#### YOUR GOAL:
In the simulation tutorial, please state the reference length used for the mesh and what it corresponds to.

#### TEXT SHOWN:

Click ‘save‘ the properties and define the transient output data in a way that captures with a moderate resolution the data from the last 20% of the simulation run time. You should enable Export flow-domain fields and define the pedestrian slice as the geometry primitive in the Transient Output by sliding the slider so it shows a blue color.

transient output setup
Figure 19: Transient output setup.

b. Statistical Averaging

To obtain the mean values from the transient simulation we use the statistical averaging results. Use the following steps and properties to define the averaged results of the fluid volume.

statistical averaging setup
Figure 20: Statistical averaging setup.

c. Snapshot

To obtain the last timestep of the simulation and export the instantaneous result fields for either fluid volume or surface data or both, follow this setup:

snapshot setup
Figure 21: Snapshot setup.

3. Mesh

Select the Manual mesh settings with a ‘Coarse’ fineness. The reference length is 18m and is the maximum dimension existing in the truck model.

 mesh properties panel
Figure 22: Mesh properties panel.

3.1. Meshing Refinements

This project needs some refinements to better capture the results.

a. Create Geometry Primitives

Prior to adding refinements, you must create some Geometry Primitives sets.

geometrical primitive creation
Figure 23: Creation of a new geometry primitive.
  • Click on the ‘+’ icon under the Geometry Primitives at the right of the screen.
  • Choose the ‘Local cartesian box’ option.
rear-wake-box geometry primitives
Figure 24: Dimensions of the local geometry primitive in the truck surroundings.

#### Dataset excerpt:
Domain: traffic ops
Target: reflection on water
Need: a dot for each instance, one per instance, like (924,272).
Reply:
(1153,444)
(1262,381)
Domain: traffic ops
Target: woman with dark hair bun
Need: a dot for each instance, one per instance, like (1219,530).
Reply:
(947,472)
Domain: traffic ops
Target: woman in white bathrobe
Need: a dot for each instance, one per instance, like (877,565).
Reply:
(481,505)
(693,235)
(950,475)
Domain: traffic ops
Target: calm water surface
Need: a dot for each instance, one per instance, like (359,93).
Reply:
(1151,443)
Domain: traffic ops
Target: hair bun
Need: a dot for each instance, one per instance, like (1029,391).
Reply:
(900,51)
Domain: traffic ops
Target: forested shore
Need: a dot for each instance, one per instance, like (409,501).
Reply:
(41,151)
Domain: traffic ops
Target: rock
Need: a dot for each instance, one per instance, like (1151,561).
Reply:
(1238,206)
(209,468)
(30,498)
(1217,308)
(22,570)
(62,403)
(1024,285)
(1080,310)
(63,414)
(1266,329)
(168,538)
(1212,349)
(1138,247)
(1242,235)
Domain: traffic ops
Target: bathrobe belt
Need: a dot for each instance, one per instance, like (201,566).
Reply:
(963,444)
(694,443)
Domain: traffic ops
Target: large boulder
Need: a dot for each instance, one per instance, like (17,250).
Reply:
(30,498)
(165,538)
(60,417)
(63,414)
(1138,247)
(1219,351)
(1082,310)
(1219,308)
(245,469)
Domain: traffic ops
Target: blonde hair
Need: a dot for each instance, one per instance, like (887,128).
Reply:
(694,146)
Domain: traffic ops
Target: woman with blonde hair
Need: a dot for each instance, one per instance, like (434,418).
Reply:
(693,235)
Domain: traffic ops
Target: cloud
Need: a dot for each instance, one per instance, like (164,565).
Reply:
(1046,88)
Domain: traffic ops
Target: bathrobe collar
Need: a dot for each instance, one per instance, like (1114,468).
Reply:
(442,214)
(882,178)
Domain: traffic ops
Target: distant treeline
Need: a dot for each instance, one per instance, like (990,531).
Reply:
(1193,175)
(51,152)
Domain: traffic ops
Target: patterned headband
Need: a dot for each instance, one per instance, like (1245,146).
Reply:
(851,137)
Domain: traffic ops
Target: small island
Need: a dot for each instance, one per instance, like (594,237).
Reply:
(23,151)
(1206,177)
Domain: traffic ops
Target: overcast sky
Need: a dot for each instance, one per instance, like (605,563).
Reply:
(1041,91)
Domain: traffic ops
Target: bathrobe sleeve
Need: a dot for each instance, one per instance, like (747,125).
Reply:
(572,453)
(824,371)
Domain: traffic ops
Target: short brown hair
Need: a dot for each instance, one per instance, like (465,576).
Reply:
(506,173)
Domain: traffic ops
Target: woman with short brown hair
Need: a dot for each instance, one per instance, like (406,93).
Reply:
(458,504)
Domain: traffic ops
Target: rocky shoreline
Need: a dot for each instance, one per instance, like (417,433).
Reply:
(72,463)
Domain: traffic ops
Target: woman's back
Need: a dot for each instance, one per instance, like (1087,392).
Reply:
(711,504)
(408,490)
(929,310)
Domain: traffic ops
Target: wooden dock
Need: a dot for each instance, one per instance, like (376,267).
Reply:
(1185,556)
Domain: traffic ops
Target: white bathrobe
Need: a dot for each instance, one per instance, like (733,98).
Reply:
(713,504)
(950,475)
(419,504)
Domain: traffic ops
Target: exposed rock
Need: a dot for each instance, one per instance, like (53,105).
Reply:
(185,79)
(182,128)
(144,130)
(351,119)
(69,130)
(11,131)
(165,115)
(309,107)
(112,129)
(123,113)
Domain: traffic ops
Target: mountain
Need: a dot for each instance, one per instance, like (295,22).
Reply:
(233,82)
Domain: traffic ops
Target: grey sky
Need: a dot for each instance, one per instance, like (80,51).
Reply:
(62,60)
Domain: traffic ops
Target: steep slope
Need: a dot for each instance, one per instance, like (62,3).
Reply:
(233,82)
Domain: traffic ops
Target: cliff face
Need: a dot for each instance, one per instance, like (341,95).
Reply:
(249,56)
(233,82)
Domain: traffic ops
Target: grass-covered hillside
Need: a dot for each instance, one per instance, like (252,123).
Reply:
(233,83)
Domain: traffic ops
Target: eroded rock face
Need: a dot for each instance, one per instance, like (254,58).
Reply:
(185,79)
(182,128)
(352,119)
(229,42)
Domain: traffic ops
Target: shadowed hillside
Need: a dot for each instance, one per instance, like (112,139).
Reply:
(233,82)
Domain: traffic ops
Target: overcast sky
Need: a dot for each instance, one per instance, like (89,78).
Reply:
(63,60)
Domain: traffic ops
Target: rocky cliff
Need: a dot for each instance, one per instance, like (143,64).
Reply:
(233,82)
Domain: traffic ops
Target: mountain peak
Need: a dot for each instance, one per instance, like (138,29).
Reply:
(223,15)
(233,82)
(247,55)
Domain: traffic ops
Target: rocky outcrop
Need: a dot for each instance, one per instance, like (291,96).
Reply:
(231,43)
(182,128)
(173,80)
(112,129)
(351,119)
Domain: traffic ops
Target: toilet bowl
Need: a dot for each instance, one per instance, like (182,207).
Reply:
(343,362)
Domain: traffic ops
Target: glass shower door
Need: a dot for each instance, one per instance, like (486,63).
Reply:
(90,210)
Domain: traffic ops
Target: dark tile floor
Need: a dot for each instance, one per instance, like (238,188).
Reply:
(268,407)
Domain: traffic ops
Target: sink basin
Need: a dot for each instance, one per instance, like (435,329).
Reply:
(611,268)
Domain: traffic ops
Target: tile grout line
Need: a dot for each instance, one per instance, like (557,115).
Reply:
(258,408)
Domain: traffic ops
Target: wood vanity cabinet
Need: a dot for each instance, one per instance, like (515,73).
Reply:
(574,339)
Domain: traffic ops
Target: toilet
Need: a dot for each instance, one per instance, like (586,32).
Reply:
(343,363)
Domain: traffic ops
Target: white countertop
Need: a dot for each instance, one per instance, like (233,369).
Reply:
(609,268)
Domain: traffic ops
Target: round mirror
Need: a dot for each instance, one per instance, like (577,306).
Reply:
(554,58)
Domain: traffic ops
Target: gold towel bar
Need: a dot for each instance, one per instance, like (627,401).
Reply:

#### RESULT OF THE TASK:
The reference length is 18m, the maximum dimension existing in the truck model.